__PROBLEM SET__.
(1) In the blog comments, which country does Mahmud say is the place of work?
(2) Write out the stretch of the blog comments from "Ooof amazing post" through "a tribal decision.".
(3) Pick up the blog comments where they end and extend them with what comes next.

__DOCUMENT__.
⟨
Right on. I think this stuff is really hard to talk about but you have identified a lot of my initial unexplored disgusted reaction to these Congo rape Tupperware party style documentaries. Although I support the Vagina Monologues (and have performed in them) on some levels it I mainly find it totally exploitative, essentialist and victim-fetishizing. Depressing to know those themes haunt all her work. I think this is your best post yet.

Mahmud said...

Ooof amazing post but left me feel all prickly and annoyed. Its hard to put a word on the type of useless fetishsization that occurs back home (Canadian working in Pakistan) of the most horrific crimes.

It gets deprived of all context and used as a way of portraying the whole society as barbaric. In Pakistan there was the infamous Mukthar Mai case, of a woman who was raped as part of a tribal decision.
⟩
__SUPPLIED INFORMATION__.
⟨
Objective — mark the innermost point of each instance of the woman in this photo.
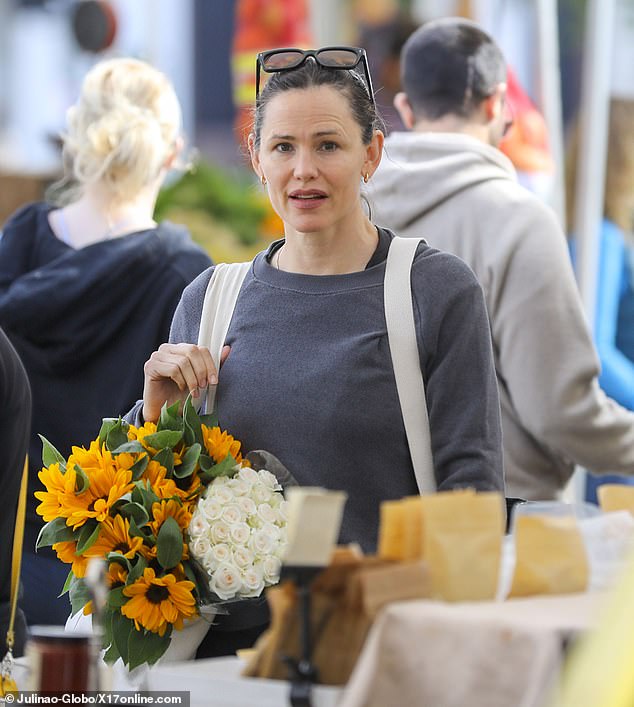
⟩
__TASK ANSWERS__.
(1) Pakistan

(2)
Ooof amazing post but left me feel all prickly and annoyed. Its hard to put a word on the type of useless fetishsization that occurs back home (Canadian working in Pakistan) of the most horrific crimes.

It gets deprived of all context and used as a way of portraying the whole society as barbaric. In Pakistan there was the infamous Mukthar Mai case, of a woman who was raped as part of a tribal decision.

(3)
I have heard it brought up repeatedly in the west, but rarely have I seen any of the money coming here to support people and organizations here working to prevent crimes like that happening. Usually it gets diverted to more information campaigns in the west about how horrible things are going on in the outside world.

tinarussell said...

Word, Mahmud, word.

I wonder what we can get done once we’re finished raising “awareness”?

savingafrica said...

Amen!! As an African woman its so humiliating to be the subject of such misinformed fervor.